Tasks and exercises ->
1. Decide whether each statement below agrees with the time series analysis text, answering yes or no and quoting the words of the text that settle it. (a) Existing TSA methods make it easy to use prior knowledge of the process to improve an estimate. (b) An active structure needs no rigid boundary between model estimator and model. (c) Each newly proposed algorithm fixes one problem without creating another.
2. Please carry on the time series analysis text from its last sentence.

Passage to read ->

* START *

Time Series Analysis

Introduction

Time Series Analysis (TSA) is popular for estimating the process that underlies some output, or for forecasting from some observed behaviour over time. Much of the present research activity in the area stems from an inability to have distributed activity in the models used for process estimation or forecasting. Each new algorithm that is proposed may alleviate a problem in one area, while introducing a problem in another. The existing TSA methods seem to reward lack of knowledge of the process, as there is almost no way to assist the methods to obtain a better estimation if there is prior knowledge of the process - its limits, etc. This being so, the practitioners of TSA are not motivated to understand what it is they are estimating, and accept a "Black Box" result.

An active structure, which needs no rigid boundary between model estimator and model, provides a way to distribute activity throughout the model estimation process, and hence minimise its granularity.   The active structure can immediately use any information that is known about the process, because its base elements are the elements of analysis, a far wider set than is found in the typical TSA algorithm.

Existing Approaches

The existing approaches suffer in some way from granularity limitations. An algorithm requires a firm footing on which to stand, and as soon as that is delimited, the areas of inapplicability are also defined.

Current approaches are briefly described. There are several properties that should be looked for when assessing the methods:

Is the method recursive? If the method decomposes a time series into components, is the same method available on the components? If a seasonal component is identified, can the seasonal component itself be seasonal on a longer (or shorter) calendar.

* END *

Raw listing
* START *

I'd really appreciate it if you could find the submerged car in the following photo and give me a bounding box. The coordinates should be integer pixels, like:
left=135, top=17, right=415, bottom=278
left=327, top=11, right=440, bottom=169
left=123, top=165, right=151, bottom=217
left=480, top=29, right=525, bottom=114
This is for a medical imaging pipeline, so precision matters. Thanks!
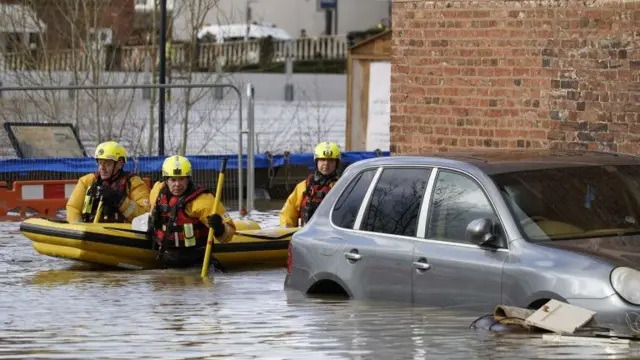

* END *

Answers to the exercise ->
1.
(a) No: "there is almost no way to assist the methods to obtain a better estimation if there is prior knowledge of the process"
(b) Yes: "An active structure, which needs no rigid boundary between model estimator and model"
(c) No: "Each new algorithm that is proposed may alleviate a problem in one area, while introducing a problem in another."

2.
Think global, act local. Does the method detect components at any scale, or, is the granularity of the method coarse? Methods requiring stationarity can be guaranteed to have coarse granularity.

Extensibility. How well does the output integrate into a dynamic and extensible model framework? Can linkages be easily established between components in separate time series analyses, or does the method suffer from the "little room" approach - the problem has been removed from its surroundings and taken to a mathematically small room, where it has been dissected under controlled conditions in isolation from its context. The results may be interesting, but if they are not easily put back into a larger framework, they are usually a dead end.

Identifiability of the components. Some methods, such as using a Fourier transform and turning a time series into many sinusoids, can represent the time series data very well, and yet provide not the slightest identification with the underlying process. The process has attributes - energy, inertia, randomness - are these attributes somehow visible in the model estimation.

Box Jenkins ARMA
The classic (1970s) Time Series Analysis approach uses a Box Jenkins algorithm to transform the data from a stationary process into Auto Regression and Moving Average components, the so called ARMA. The method allows estimation of actual pulses or inclusion of forecast pulses that do not fit the ARMA methodology. A tournament is used to select the best fit from 271 different possible models. Iteration on the parameters is then used to find increasingly better solutions.

Why not use this method? It doesn't work for a very large class of curves - it even shouldn't be used on the airline flights example used to introduce it because the variance is not constant over time. The differencing frequently used to make the data more amenable to analysis (effectively, taking the first derivative) further hides the connection to the underlying process. The projection cannot be bounded or controlled, and is not readily useable in other systems, or even in the same system for a different time series.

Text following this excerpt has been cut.